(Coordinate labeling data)
──────────────────────────────

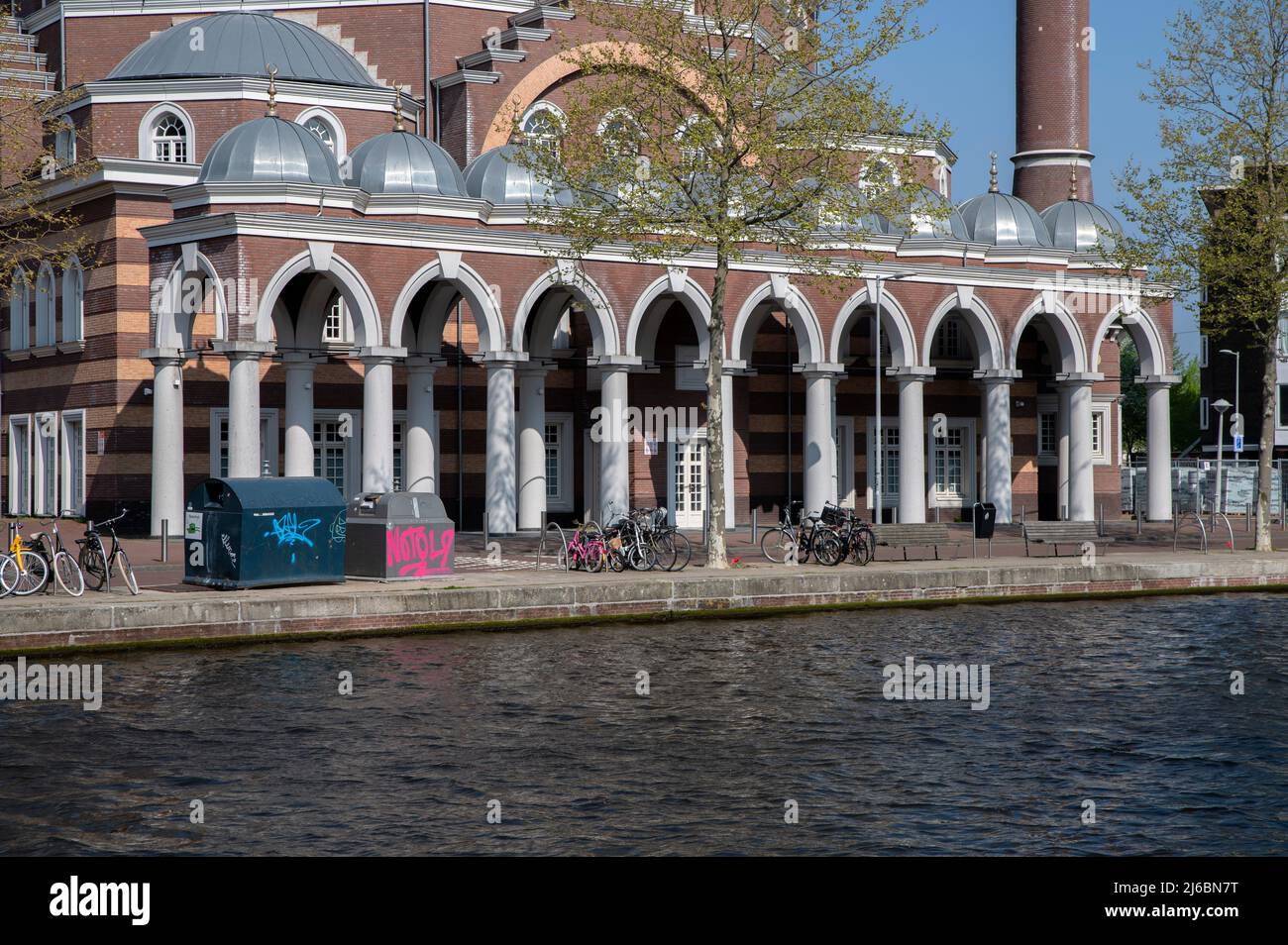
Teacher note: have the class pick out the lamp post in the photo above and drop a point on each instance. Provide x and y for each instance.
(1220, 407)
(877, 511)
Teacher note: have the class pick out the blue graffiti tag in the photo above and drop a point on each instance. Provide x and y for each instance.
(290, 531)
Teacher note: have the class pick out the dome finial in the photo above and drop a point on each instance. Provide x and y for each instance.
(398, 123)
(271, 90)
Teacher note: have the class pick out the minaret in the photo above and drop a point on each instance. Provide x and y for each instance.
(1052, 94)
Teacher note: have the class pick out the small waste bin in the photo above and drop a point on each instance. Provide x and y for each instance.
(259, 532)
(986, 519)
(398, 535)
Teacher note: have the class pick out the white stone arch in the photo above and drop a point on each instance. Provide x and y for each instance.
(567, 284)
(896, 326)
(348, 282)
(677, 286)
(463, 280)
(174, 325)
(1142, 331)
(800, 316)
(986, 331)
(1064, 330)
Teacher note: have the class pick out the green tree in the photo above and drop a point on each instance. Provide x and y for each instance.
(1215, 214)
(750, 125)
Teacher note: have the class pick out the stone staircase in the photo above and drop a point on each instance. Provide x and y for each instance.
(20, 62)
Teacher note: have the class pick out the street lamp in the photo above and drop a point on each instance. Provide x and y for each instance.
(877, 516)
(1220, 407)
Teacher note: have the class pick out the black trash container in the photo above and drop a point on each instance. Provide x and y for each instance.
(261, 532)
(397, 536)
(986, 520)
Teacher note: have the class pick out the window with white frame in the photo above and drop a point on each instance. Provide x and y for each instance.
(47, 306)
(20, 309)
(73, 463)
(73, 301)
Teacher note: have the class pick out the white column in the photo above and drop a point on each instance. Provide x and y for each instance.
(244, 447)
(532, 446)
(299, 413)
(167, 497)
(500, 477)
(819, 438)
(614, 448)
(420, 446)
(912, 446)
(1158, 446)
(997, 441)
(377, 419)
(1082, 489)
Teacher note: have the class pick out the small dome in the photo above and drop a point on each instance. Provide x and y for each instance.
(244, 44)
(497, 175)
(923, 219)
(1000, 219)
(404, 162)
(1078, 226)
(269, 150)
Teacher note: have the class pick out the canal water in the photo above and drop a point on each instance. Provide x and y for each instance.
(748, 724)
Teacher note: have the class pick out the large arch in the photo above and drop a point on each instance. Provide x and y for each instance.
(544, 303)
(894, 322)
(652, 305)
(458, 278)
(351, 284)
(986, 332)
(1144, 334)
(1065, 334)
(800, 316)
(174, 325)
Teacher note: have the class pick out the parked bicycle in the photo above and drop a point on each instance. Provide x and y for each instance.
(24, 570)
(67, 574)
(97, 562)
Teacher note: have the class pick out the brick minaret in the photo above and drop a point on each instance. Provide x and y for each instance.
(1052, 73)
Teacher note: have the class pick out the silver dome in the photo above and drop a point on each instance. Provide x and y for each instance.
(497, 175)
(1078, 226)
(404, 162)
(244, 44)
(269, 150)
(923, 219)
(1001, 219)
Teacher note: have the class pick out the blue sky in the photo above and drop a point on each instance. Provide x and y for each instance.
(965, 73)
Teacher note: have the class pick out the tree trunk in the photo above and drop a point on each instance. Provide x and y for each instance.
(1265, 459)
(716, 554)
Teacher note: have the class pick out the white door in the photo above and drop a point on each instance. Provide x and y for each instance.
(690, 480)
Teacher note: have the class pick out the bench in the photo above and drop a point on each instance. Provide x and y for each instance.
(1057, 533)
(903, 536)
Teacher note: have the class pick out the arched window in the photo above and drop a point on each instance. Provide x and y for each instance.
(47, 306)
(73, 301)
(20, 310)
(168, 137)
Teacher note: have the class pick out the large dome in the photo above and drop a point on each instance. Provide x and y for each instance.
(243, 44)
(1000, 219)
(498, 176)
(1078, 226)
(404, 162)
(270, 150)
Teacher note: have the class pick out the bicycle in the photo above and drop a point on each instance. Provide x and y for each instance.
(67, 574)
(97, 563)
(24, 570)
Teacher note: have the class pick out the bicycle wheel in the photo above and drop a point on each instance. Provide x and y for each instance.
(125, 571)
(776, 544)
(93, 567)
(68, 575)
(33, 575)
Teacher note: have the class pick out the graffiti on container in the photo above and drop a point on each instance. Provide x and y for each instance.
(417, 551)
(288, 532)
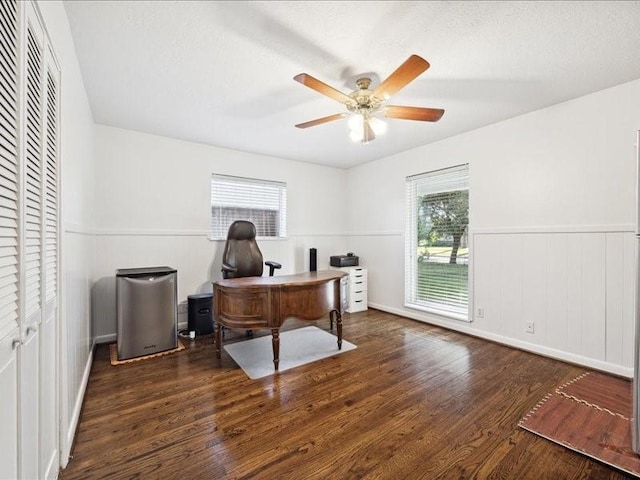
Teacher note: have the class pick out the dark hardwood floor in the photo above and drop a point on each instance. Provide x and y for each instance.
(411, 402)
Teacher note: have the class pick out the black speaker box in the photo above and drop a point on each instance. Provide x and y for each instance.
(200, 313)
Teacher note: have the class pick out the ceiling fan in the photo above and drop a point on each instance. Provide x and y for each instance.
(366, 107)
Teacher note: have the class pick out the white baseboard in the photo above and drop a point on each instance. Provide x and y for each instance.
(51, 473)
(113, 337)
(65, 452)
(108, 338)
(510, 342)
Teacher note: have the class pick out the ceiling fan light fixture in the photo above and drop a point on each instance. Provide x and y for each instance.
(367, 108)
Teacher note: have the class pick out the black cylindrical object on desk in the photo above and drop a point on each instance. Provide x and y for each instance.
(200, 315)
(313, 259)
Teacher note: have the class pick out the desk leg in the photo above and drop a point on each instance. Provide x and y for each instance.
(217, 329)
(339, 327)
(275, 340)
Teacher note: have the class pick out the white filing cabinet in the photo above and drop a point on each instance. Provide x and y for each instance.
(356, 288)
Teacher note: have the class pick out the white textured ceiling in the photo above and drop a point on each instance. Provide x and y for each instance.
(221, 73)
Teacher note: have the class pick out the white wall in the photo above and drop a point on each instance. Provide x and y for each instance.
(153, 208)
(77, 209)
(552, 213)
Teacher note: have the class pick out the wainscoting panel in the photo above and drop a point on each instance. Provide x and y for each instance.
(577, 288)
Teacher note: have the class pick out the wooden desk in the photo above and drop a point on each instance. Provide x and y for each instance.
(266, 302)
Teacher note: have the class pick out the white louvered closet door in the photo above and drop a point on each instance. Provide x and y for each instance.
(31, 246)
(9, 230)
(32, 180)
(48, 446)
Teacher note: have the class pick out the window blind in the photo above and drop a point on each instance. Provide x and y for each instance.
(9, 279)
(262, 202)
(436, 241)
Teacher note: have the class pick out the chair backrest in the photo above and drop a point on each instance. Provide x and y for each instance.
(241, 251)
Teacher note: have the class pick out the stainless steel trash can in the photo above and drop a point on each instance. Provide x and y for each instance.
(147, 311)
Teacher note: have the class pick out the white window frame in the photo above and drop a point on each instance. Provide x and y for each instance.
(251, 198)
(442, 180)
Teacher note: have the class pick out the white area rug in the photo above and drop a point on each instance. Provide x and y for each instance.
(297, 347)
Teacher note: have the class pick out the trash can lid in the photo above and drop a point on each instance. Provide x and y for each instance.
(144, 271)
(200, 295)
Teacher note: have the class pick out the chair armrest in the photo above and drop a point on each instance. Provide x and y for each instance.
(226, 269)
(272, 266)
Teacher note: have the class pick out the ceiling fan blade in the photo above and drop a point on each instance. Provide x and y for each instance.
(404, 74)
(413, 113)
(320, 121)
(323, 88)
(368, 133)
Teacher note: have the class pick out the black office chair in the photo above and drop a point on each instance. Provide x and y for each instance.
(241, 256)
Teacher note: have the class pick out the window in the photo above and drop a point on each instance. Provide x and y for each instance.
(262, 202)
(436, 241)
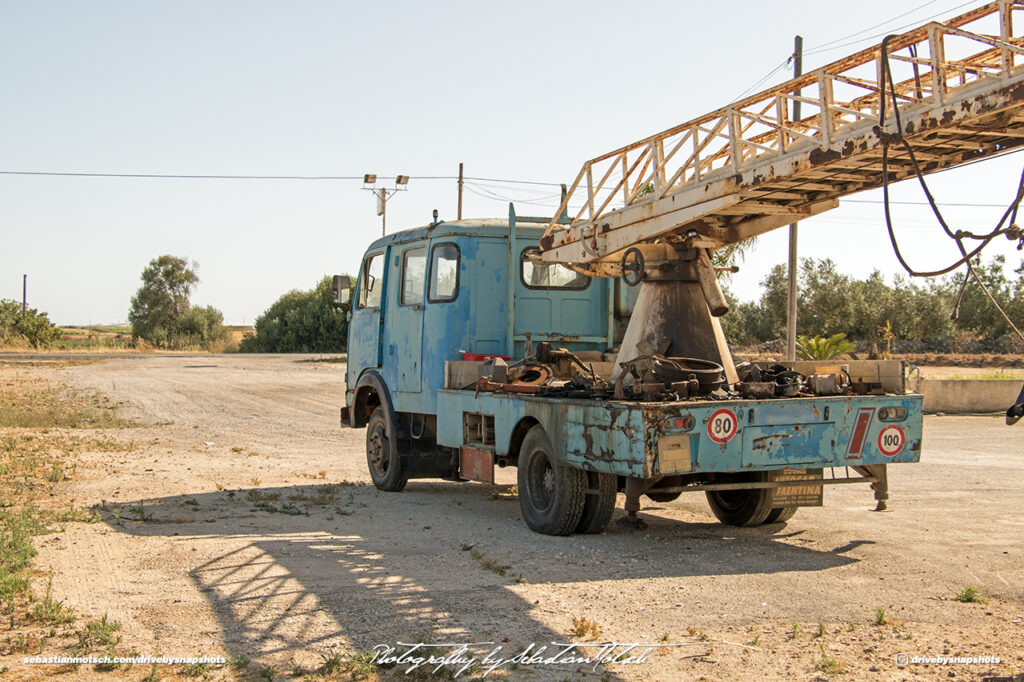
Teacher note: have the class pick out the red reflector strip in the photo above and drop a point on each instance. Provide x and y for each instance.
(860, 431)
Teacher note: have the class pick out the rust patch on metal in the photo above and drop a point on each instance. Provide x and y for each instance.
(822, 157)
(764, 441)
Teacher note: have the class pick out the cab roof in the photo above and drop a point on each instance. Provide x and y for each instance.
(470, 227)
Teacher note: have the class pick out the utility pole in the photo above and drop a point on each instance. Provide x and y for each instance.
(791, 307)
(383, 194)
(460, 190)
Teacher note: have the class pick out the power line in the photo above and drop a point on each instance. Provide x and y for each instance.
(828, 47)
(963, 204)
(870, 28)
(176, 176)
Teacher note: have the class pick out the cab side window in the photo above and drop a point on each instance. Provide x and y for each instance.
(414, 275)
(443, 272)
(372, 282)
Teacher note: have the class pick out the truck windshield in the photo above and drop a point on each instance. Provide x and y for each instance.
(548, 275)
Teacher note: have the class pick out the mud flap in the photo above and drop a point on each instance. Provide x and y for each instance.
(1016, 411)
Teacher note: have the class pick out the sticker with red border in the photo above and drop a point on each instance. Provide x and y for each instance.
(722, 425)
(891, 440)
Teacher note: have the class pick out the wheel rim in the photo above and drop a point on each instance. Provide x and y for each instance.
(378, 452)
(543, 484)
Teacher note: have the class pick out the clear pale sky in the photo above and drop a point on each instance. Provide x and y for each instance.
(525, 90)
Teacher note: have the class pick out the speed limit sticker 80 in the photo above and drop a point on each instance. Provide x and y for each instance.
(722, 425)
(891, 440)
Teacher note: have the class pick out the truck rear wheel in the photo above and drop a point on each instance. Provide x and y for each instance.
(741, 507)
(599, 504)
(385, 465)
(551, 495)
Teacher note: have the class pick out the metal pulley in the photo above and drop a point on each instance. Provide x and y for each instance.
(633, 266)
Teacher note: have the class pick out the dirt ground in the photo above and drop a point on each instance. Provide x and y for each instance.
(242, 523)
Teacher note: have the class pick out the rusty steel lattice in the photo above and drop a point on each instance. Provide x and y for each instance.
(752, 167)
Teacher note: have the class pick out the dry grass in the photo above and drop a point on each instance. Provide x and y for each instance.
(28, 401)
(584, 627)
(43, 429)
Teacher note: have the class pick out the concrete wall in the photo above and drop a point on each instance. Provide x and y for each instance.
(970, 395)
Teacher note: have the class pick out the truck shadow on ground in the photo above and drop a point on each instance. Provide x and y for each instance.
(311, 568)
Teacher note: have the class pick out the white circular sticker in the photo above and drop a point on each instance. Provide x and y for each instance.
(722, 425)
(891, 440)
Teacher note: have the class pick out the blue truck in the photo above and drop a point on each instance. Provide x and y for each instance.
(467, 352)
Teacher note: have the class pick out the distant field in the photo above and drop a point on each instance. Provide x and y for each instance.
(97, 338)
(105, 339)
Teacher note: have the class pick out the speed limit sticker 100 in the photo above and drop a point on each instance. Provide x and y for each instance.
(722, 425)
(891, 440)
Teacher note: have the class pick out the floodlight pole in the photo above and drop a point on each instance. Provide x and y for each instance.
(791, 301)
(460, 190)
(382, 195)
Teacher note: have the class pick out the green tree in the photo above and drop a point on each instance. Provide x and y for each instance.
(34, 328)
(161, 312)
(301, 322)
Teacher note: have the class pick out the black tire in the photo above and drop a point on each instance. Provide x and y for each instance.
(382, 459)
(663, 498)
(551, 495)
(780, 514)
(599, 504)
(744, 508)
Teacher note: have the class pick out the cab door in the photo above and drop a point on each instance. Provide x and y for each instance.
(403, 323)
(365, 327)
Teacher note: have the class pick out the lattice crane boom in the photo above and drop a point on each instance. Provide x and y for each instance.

──────────────────────────────

__SHORT TASK__. Copy out the stretch of records from the line that contains "Teacher note: have the class pick out the cab door" through the end of the records, word for word.

__ANSWER IN FULL__.
Teacher note: have the class pick out the cab door in the photo above and drop a point on each instance. Provide x and y for each instance.
(403, 323)
(365, 327)
Teacher note: have the class pick out the lattice crane boom in the photo above and drop a point on each instance. Provide x and y for each instance.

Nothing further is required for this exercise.